## BEGIN INFORMATION GIVEN
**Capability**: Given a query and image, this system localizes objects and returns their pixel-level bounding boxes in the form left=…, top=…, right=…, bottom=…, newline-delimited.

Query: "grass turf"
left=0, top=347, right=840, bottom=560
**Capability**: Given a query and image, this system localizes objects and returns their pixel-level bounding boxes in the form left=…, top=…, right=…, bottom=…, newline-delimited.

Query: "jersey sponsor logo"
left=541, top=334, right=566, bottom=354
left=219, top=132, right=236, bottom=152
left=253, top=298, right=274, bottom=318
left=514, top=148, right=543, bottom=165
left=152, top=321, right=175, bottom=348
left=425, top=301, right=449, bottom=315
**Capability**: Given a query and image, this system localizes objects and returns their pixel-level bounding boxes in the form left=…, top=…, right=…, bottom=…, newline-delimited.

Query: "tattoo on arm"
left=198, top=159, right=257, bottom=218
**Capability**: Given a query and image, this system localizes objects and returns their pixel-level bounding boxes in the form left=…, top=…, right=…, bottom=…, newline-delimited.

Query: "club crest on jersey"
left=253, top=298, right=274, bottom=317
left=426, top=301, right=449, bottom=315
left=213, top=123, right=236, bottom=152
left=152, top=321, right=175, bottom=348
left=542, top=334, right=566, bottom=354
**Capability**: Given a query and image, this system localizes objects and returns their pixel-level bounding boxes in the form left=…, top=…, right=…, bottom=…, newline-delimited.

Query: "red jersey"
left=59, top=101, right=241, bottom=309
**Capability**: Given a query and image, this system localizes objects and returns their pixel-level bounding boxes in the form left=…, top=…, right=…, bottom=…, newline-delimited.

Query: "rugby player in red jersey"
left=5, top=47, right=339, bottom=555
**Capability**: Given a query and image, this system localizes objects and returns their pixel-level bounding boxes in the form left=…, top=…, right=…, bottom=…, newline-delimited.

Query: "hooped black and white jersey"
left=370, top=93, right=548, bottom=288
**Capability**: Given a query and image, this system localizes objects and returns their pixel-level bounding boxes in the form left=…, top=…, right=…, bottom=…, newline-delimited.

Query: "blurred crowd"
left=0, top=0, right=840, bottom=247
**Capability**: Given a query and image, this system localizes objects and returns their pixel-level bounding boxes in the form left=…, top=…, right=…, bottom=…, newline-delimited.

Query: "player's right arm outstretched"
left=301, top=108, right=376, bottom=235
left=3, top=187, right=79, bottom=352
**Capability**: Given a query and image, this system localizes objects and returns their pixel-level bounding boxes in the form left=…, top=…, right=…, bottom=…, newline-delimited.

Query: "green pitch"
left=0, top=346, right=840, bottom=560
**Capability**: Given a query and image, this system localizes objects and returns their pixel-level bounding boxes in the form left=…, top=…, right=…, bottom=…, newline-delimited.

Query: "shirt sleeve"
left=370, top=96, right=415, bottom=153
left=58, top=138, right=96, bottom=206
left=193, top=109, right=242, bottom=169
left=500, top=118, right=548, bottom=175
## END INFORMATION GIVEN
Pull out each line of the rows above that contains the string "jersey", treating uppercase and lowercase letters as different.

Query: "jersey sponsor logo"
Query: "club crest on jersey"
Query: "red jersey"
Query: "rugby player in red jersey"
Query: "hooped black and white jersey"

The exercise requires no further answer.